Task description -> Format every line of the records below as a numbered list, omitting any blank lines.

>> start Information provided

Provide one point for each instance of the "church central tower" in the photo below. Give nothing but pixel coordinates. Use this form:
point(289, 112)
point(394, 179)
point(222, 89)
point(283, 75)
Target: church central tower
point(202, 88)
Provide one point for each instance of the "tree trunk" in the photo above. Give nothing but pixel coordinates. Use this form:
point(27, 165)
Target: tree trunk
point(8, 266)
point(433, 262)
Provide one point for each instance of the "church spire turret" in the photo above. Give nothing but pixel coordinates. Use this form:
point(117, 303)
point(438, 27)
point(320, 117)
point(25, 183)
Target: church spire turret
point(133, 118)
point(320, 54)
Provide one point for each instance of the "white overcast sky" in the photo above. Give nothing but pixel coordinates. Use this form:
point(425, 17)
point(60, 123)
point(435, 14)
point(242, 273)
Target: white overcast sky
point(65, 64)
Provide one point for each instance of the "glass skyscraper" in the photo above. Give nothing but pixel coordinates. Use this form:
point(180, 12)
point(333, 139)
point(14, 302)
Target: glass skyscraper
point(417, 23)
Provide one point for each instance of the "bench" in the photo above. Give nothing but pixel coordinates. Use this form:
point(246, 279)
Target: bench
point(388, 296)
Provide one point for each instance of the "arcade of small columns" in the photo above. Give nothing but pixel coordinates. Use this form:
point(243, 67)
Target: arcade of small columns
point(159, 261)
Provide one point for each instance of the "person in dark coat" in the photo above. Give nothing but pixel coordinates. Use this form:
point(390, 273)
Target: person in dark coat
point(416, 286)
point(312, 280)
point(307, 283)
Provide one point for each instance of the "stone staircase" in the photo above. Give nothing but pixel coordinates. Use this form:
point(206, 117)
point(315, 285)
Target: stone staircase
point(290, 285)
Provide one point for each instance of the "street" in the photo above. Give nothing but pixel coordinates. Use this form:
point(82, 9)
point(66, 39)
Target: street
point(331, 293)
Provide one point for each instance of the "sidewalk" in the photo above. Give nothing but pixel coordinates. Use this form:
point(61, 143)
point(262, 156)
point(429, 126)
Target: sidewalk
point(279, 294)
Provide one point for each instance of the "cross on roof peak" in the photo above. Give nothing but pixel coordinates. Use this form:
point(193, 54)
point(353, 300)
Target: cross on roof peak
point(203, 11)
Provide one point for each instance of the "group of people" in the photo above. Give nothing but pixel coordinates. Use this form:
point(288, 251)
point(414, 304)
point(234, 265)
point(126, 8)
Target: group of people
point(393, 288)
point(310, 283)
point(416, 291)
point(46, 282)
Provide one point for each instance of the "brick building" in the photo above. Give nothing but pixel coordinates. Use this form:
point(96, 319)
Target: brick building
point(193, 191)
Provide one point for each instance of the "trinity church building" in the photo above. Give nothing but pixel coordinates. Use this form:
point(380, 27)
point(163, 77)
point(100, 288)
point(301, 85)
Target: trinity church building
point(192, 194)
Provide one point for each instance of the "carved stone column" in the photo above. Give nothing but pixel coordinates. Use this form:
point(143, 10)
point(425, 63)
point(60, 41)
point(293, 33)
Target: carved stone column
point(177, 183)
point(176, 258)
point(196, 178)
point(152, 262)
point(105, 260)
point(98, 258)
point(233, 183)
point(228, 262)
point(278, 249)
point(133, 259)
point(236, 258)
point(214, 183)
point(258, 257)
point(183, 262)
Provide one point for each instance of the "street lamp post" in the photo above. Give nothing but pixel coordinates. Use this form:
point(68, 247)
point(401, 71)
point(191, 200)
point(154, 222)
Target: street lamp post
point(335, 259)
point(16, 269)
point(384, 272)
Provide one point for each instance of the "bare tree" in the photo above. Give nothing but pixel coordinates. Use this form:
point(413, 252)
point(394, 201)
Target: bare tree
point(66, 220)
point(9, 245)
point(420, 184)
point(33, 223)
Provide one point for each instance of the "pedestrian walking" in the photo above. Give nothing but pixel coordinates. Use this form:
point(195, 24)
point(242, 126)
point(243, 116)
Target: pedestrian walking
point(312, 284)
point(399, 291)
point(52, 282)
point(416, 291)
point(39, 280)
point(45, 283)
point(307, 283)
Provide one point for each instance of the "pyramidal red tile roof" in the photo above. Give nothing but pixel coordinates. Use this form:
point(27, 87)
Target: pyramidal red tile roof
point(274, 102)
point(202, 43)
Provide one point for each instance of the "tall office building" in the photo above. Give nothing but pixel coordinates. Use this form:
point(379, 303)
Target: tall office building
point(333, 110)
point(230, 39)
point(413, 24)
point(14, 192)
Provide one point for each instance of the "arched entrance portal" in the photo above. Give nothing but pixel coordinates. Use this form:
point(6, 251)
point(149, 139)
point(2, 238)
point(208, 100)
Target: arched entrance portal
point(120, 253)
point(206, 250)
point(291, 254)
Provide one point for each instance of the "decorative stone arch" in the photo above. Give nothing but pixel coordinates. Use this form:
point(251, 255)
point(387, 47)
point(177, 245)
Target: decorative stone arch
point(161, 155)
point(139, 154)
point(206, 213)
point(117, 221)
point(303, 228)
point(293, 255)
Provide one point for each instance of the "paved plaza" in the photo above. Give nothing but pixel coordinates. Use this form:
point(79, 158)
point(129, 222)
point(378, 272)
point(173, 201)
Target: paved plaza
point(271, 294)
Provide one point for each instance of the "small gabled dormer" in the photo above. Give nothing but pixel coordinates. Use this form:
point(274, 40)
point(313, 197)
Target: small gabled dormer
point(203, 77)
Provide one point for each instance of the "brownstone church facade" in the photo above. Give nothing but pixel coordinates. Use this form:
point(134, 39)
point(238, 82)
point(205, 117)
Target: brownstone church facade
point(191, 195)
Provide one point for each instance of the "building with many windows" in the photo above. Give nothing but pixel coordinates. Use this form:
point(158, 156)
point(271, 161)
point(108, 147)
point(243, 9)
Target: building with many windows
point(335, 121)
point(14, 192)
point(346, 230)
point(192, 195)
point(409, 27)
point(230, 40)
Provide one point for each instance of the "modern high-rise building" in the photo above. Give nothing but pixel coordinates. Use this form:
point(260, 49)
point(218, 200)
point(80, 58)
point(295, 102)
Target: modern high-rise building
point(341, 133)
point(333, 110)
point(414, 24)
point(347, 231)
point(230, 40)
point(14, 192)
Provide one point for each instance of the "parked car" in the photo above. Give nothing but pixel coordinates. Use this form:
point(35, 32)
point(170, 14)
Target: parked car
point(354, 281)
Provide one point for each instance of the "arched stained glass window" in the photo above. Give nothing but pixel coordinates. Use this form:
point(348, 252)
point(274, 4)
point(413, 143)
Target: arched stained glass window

>> end Information provided

Completed task ->
1. Provide one point for each instance of the "church central tower" in the photo below. Give nothing but pixel coordinates. Use this form:
2. point(289, 112)
3. point(394, 179)
4. point(222, 89)
5. point(283, 75)
6. Target: church central tower
7. point(202, 88)
8. Provide one point for each instance of the "tree trunk" in the photo above. Give nothing but pixel coordinates. Use this form:
9. point(27, 165)
10. Target: tree trunk
11. point(8, 266)
12. point(433, 262)
13. Provide one point for each instance of the "church spire turret" in the photo above. Give nothing but pixel coordinates. Use this form:
14. point(117, 303)
15. point(438, 27)
16. point(320, 117)
17. point(25, 183)
18. Target: church spire turret
19. point(133, 118)
20. point(320, 54)
21. Provide one point for each instance of the "white overcast sky" in the photo above. Give nothing but pixel coordinates. Use this form:
22. point(425, 17)
23. point(60, 123)
24. point(435, 14)
25. point(242, 273)
26. Target: white overcast sky
27. point(65, 64)
28. Provide one point for each instance of the "glass skyscraper" in the photo above. Give nothing but pixel coordinates. Use this form:
29. point(180, 12)
30. point(333, 139)
31. point(14, 302)
32. Target: glass skyscraper
33. point(417, 23)
34. Provide one point for each instance of the "bench" in the photo above. Give nothing but pixel coordinates. Use this form:
35. point(246, 279)
36. Target: bench
37. point(388, 296)
38. Provide one point for each instance of the "arcade of small columns" in the photo above. Give nothing but pixel coordinates. Use this form:
39. point(243, 67)
40. Target: arcade of small columns
41. point(159, 261)
42. Provide one point for each instance of the "person in dark coat" in the photo above. Give nothing but pixel coordinates. Use this form:
43. point(390, 273)
44. Target: person in dark coat
45. point(416, 286)
46. point(312, 280)
47. point(307, 283)
48. Provide one point for each instance of the "stone staircase" in the photo above. Give nothing but pixel coordinates. Use this form:
49. point(206, 117)
50. point(315, 285)
51. Target: stone staircase
52. point(290, 285)
53. Provide one point for each instance of the "street" in the photo above. Give nothing but pixel coordinates. Use this form:
54. point(82, 9)
55. point(66, 39)
56. Target: street
57. point(331, 293)
58. Provide one point for each instance of the "sidewalk" in the photo above. Give nothing but pixel coordinates. Use this form:
59. point(61, 143)
60. point(262, 156)
61. point(429, 126)
62. Target: sidewalk
63. point(279, 294)
64. Provide one point for each instance of the "cross on roof peak" in the photo above. Give nothing but pixel coordinates. Use this form:
65. point(193, 54)
66. point(353, 300)
67. Target: cross on roof peak
68. point(203, 11)
69. Provide one point for each instance of the "group of people" in the photo above. Give nothing but pixel coordinates. Use this form:
70. point(288, 251)
71. point(414, 304)
72. point(234, 265)
73. point(126, 8)
74. Target: group of people
75. point(393, 288)
76. point(310, 283)
77. point(416, 291)
78. point(46, 282)
79. Provide one point for each instance of the "brick building" in the photo above. Give nothing but pixel coordinates. Use this form:
80. point(96, 319)
81. Target: brick building
82. point(193, 191)
83. Provide one point for each instance of the "trinity church building" in the photo above. Give nothing but pixel coordinates. Use this form:
84. point(380, 27)
85. point(163, 77)
86. point(100, 288)
87. point(301, 85)
88. Target: trinity church building
89. point(192, 194)
90. Provide one point for each instance of the "carved stone column" in the photo above. Give nothing but pixel coordinates. Use this form:
91. point(143, 10)
92. point(425, 63)
93. point(60, 41)
94. point(293, 33)
95. Target: carved stone column
96. point(177, 183)
97. point(176, 258)
98. point(196, 178)
99. point(152, 262)
100. point(105, 260)
101. point(98, 258)
102. point(233, 183)
103. point(228, 262)
104. point(278, 249)
105. point(133, 259)
106. point(236, 258)
107. point(214, 183)
108. point(258, 257)
109. point(183, 262)
110. Provide one point for each instance of the "street lamp post" in the photo above. Give nothing but pixel coordinates. Use this form:
111. point(68, 247)
112. point(401, 71)
113. point(191, 200)
114. point(154, 222)
115. Target: street lamp post
116. point(335, 259)
117. point(16, 269)
118. point(384, 272)
119. Provide one point for each instance of the "bare tree" in the photo above. Give nothing but pixel coordinates. Use this form:
120. point(413, 252)
121. point(394, 201)
122. Target: bare tree
123. point(66, 220)
124. point(9, 245)
125. point(420, 184)
126. point(33, 223)
127. Provide one point for each instance of the "pedestrian walking" in the photo above. Give nothing but pixel coordinates. Use this form:
128. point(195, 24)
129. point(242, 126)
130. point(243, 116)
131. Target: pedestrian walking
132. point(312, 284)
133. point(399, 291)
134. point(52, 282)
135. point(416, 291)
136. point(39, 280)
137. point(45, 283)
138. point(307, 283)
139. Provide one point for each instance of the "pyramidal red tile roof" in the photo above. Give nothing but pixel coordinates. Use this form:
140. point(27, 87)
141. Target: pyramidal red tile roof
142. point(274, 102)
143. point(202, 43)
144. Provide one point for each instance of the "tall office building" in the photo above. Give nothing but pixel coordinates. Use this form:
145. point(379, 303)
146. Target: tall office building
147. point(333, 110)
148. point(230, 39)
149. point(413, 24)
150. point(14, 192)
151. Provide one point for each instance of the "arched entrance portal" in the photo above. Give nothing but pixel coordinates. Use this form:
152. point(6, 251)
153. point(149, 139)
154. point(2, 238)
155. point(208, 100)
156. Target: arched entrance portal
157. point(120, 253)
158. point(206, 250)
159. point(291, 254)
160. Provide one point for each instance of the "decorative stone arch" in the photo above. Give nothing but pixel coordinates. Use this form:
161. point(251, 255)
162. point(387, 47)
163. point(177, 245)
164. Target: decorative stone arch
165. point(161, 155)
166. point(139, 154)
167. point(206, 213)
168. point(117, 221)
169. point(303, 228)
170. point(293, 255)
171. Provide one point for each instance of the "paved plaza" in the photo above. Give nothing but pixel coordinates. Use this form:
172. point(79, 158)
173. point(129, 222)
174. point(378, 272)
175. point(173, 201)
176. Target: paved plaza
177. point(271, 294)
178. Provide one point for each instance of the "small gabled dormer" in the photo above. Give nothing but pixel coordinates. Use this form:
179. point(274, 40)
180. point(313, 197)
181. Target: small gabled dormer
182. point(203, 77)
183. Provide one point for each instance of the "brownstone church facade" in the photo above. Give nothing but pixel coordinates. Use this form:
184. point(134, 39)
185. point(238, 82)
186. point(205, 117)
187. Target: brownstone church facade
188. point(191, 195)
189. Provide one point for each instance of the "building with many windows" in the photo above. Give nothing but pixel coordinates. Use this form:
190. point(158, 156)
191. point(271, 161)
192. point(108, 147)
193. point(243, 9)
194. Target: building with many windows
195. point(335, 121)
196. point(14, 192)
197. point(346, 230)
198. point(192, 195)
199. point(409, 27)
200. point(230, 40)
201. Provide one point for each instance of the "modern high-rise building" in the photo above. Give nothing but pixel coordinates. Use this form:
202. point(260, 49)
203. point(218, 200)
204. point(80, 58)
205. point(295, 102)
206. Target: modern high-rise building
207. point(341, 133)
208. point(333, 110)
209. point(414, 24)
210. point(347, 231)
211. point(230, 40)
212. point(14, 192)
213. Provide one point for each instance of the "parked car" in the photo above. Give nothing but pixel coordinates. Use this form:
214. point(35, 32)
215. point(170, 14)
216. Target: parked car
217. point(354, 281)
218. Provide one point for each instance of the "arched stained glass window" in the photo above. Give nothing but pixel coordinates. Use this form:
219. point(348, 252)
220. point(274, 4)
221. point(413, 143)
222. Target: arched stained glass window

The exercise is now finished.